**DIRECTIONS:** When you reach the line holding "<point>609,236</point>", please begin to restate the lines word for word and continue through the last one in the material, excluding pictures.

============================================================

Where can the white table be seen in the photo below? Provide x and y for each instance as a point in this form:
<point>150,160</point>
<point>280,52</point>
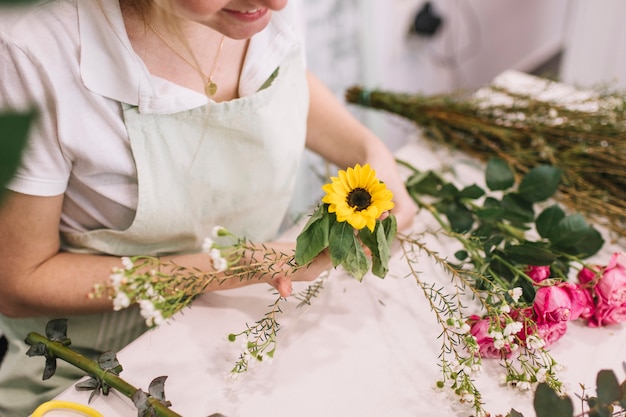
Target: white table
<point>361,349</point>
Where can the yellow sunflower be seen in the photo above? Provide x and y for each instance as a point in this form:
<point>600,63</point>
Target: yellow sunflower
<point>358,197</point>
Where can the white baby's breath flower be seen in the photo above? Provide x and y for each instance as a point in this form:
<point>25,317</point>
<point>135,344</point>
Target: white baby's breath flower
<point>534,342</point>
<point>515,293</point>
<point>467,397</point>
<point>120,301</point>
<point>503,379</point>
<point>541,375</point>
<point>219,262</point>
<point>117,279</point>
<point>218,231</point>
<point>207,245</point>
<point>496,335</point>
<point>513,327</point>
<point>127,263</point>
<point>150,291</point>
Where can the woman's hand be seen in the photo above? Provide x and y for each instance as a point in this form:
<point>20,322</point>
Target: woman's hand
<point>283,281</point>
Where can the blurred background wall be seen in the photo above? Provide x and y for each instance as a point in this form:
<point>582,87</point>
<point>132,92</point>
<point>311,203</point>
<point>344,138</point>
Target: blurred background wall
<point>458,44</point>
<point>440,46</point>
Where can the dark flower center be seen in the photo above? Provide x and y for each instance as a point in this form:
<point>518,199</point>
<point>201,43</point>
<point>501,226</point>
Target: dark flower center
<point>359,198</point>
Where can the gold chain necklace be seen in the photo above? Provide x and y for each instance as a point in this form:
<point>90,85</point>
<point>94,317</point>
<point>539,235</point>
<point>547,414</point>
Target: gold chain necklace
<point>210,87</point>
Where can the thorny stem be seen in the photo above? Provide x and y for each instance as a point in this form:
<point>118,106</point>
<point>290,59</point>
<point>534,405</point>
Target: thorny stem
<point>92,368</point>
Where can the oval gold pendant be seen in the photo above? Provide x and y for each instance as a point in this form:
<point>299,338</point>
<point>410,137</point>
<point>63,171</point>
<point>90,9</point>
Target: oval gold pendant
<point>210,88</point>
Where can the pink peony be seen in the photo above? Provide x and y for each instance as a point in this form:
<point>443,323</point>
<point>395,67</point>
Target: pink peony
<point>479,328</point>
<point>551,332</point>
<point>586,275</point>
<point>581,301</point>
<point>538,273</point>
<point>552,304</point>
<point>607,314</point>
<point>611,287</point>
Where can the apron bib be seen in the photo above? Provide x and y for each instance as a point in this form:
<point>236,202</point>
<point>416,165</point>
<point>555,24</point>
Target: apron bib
<point>231,164</point>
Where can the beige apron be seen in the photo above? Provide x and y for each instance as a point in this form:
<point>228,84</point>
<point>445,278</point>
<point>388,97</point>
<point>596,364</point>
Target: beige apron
<point>231,164</point>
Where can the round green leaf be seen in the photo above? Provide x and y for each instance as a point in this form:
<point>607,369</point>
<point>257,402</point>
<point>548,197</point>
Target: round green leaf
<point>540,183</point>
<point>499,175</point>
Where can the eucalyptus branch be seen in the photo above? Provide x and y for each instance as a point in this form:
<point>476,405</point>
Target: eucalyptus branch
<point>53,348</point>
<point>259,340</point>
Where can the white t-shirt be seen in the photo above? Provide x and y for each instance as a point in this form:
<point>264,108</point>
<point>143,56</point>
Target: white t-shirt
<point>72,60</point>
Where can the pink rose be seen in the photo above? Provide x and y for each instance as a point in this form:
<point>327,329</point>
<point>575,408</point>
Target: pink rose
<point>611,287</point>
<point>552,304</point>
<point>607,314</point>
<point>479,328</point>
<point>588,303</point>
<point>550,332</point>
<point>582,304</point>
<point>538,273</point>
<point>587,275</point>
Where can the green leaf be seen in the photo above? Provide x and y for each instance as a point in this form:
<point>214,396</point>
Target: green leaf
<point>14,128</point>
<point>428,183</point>
<point>473,192</point>
<point>379,243</point>
<point>608,387</point>
<point>570,231</point>
<point>547,403</point>
<point>346,250</point>
<point>548,219</point>
<point>314,236</point>
<point>499,175</point>
<point>528,253</point>
<point>540,183</point>
<point>517,209</point>
<point>460,217</point>
<point>588,245</point>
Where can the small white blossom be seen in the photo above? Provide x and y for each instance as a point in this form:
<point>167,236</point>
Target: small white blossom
<point>150,291</point>
<point>534,342</point>
<point>120,301</point>
<point>218,231</point>
<point>128,264</point>
<point>467,398</point>
<point>503,379</point>
<point>150,313</point>
<point>207,245</point>
<point>513,328</point>
<point>219,262</point>
<point>541,375</point>
<point>515,293</point>
<point>495,335</point>
<point>117,279</point>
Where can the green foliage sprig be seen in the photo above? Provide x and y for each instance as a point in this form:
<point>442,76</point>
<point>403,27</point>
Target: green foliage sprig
<point>583,134</point>
<point>104,372</point>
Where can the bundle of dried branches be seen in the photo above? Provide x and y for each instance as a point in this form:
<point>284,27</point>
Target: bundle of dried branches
<point>538,122</point>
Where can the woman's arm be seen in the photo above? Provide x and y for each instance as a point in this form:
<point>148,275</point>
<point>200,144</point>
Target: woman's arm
<point>342,140</point>
<point>37,279</point>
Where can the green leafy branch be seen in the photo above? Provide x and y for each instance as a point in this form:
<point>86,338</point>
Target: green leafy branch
<point>259,339</point>
<point>104,373</point>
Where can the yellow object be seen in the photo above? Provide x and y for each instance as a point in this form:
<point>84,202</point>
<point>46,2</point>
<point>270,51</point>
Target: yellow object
<point>65,405</point>
<point>358,197</point>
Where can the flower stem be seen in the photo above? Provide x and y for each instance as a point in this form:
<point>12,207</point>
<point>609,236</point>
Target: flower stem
<point>92,368</point>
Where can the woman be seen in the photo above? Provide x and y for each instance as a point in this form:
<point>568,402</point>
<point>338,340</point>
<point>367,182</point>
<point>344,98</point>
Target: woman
<point>158,120</point>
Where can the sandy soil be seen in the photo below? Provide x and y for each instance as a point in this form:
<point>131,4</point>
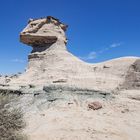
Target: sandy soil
<point>119,119</point>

============================================================

**RESPONSE BELOW:**
<point>609,236</point>
Target: flower stem
<point>92,368</point>
Where can the woman be seen in the photo above? Provide x and y for each instance as a point in this form:
<point>568,402</point>
<point>338,340</point>
<point>367,182</point>
<point>344,98</point>
Target: woman
<point>158,120</point>
Where can the sandy soil be seen in the photo below? Provide x and y for each instance as a point in this form:
<point>131,4</point>
Target: sandy soil
<point>119,119</point>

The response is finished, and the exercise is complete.